Exercise input -

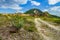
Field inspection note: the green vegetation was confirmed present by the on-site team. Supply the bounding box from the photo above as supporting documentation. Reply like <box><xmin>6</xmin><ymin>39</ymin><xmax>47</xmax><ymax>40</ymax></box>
<box><xmin>0</xmin><ymin>14</ymin><xmax>36</xmax><ymax>32</ymax></box>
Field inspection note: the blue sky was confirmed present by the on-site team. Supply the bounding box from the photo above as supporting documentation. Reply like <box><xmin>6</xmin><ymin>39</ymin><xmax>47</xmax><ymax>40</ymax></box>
<box><xmin>0</xmin><ymin>0</ymin><xmax>60</xmax><ymax>16</ymax></box>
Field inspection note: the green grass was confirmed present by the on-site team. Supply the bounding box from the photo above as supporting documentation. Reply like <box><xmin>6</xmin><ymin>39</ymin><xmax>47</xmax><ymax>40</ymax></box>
<box><xmin>0</xmin><ymin>15</ymin><xmax>36</xmax><ymax>32</ymax></box>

Task goal - Repeat every entry with "on-site team" switched to "field crew" and nothing else altered, leaving the pictures out.

Output of the exercise -
Field inspection note: the green vegetation was confirmed present by the field crew. Supply the bounding box from the photo above as supporting documentation. Reply like <box><xmin>6</xmin><ymin>39</ymin><xmax>47</xmax><ymax>40</ymax></box>
<box><xmin>0</xmin><ymin>14</ymin><xmax>36</xmax><ymax>32</ymax></box>
Field inspection note: the blue sky was confirmed present by the field crew. Supply the bounding box from the photo above as supporting documentation. Reply like <box><xmin>6</xmin><ymin>39</ymin><xmax>47</xmax><ymax>40</ymax></box>
<box><xmin>0</xmin><ymin>0</ymin><xmax>60</xmax><ymax>16</ymax></box>
Field inspection note: the green grass was confirmed present by the field crew. Supply the bounding box from the photo above as supporting documentation. Reply like <box><xmin>6</xmin><ymin>39</ymin><xmax>47</xmax><ymax>40</ymax></box>
<box><xmin>0</xmin><ymin>15</ymin><xmax>36</xmax><ymax>32</ymax></box>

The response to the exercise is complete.